(Items listed in a dataset)
****************

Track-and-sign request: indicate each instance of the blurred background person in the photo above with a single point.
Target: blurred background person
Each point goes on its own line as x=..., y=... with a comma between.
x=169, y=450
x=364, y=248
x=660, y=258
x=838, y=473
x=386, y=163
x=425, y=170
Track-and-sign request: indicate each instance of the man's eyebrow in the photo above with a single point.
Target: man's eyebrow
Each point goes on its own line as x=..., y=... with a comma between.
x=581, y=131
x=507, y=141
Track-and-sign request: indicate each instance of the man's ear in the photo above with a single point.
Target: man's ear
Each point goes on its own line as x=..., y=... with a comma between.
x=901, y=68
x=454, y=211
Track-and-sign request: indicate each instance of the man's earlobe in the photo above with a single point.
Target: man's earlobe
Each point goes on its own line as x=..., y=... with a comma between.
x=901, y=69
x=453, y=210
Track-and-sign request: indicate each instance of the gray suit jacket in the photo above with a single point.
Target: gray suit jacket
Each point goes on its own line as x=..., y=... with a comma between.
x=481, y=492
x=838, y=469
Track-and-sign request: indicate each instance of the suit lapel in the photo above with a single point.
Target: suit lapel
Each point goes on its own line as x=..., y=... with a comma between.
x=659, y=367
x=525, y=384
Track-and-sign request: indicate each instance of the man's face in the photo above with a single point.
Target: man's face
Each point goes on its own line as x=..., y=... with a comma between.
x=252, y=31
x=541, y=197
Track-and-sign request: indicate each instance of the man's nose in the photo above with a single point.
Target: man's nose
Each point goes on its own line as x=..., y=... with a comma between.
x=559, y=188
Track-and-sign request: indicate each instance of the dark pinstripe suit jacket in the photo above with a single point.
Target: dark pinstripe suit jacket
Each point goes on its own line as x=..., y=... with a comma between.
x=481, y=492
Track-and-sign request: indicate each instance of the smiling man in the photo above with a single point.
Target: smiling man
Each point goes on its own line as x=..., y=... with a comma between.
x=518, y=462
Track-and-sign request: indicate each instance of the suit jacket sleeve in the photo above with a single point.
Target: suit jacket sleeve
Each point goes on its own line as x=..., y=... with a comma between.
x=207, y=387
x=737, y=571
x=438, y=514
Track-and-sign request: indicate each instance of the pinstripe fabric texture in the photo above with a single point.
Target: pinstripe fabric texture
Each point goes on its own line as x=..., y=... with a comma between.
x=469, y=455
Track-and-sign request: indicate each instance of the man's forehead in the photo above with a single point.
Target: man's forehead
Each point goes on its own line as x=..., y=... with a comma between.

****************

Emit verbatim the lines running from the one with "Track-and-sign request: indicate each instance of the pinstripe" through the last line of the data, both endpoints inclusive.

Track-and-sign request: indicate each instance of the pinstripe fabric texture in the photo above with a single point.
Target: pinstripe fabric texture
Each point goes on its own line as x=..., y=... with a comma between.
x=469, y=455
Track-and-sign request: indicate each instance of the man's forehead in the photo above with a single point.
Target: man's forehead
Each point goes on its own line as x=..., y=... with a comma between.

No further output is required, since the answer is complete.